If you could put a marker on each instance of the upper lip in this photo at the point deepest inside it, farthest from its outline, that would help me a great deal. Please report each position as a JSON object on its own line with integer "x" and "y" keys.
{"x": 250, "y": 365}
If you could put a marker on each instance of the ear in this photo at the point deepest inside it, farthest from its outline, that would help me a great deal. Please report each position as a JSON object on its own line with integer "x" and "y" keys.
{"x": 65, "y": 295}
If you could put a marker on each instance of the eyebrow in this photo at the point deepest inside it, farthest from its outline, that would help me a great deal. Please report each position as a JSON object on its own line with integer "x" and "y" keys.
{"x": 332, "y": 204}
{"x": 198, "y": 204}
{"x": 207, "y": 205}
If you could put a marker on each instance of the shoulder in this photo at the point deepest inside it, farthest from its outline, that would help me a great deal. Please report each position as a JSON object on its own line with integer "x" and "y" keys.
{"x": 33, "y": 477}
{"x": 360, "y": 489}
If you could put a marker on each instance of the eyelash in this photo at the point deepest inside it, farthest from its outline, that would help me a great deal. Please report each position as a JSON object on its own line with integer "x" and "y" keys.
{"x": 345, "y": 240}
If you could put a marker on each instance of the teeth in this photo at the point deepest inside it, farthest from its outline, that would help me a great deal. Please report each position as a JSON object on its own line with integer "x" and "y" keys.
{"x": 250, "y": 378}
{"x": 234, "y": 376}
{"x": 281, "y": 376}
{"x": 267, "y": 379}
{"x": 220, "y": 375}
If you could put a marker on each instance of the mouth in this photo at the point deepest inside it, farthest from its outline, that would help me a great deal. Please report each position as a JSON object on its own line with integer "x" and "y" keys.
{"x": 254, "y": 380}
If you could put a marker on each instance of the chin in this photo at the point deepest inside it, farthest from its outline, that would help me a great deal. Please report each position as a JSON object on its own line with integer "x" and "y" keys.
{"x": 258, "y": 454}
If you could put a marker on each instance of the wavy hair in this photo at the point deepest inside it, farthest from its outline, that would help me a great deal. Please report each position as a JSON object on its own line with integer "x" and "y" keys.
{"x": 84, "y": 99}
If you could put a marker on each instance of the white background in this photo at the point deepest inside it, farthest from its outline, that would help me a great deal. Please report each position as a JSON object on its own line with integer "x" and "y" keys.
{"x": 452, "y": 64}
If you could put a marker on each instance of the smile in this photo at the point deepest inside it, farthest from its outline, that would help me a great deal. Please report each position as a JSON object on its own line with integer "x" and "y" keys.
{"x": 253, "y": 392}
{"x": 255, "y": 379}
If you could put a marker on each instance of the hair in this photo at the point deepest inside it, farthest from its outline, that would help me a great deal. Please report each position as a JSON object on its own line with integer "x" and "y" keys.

WHAT IS ASKED: Reproduce the listing from the line containing "of the white" up to and including its final line, keeping the requests, and raise every x and y coordinate in the answers by 29.

ANSWER:
If you could put a marker on each instance of the white background in this photo at the point deepest inside it, farthest from its outline, that would help me a great deal. Please report each position as a JSON object on its own line with integer "x" and "y" keys.
{"x": 481, "y": 93}
If you could put a marker on each instance of the smile in this photo at the point deepest inside it, farthest from its outline, that would help me a great deal. Please report each position as a JSON object on its own line with integer "x" and "y" keys.
{"x": 282, "y": 421}
{"x": 284, "y": 408}
If you could put a marker on each instance of the hair in this photo at the point deepest inside it, farthest from its outline, that would help me a great deal. Please report each position as a JSON object on its own line with integer "x" and "y" keys.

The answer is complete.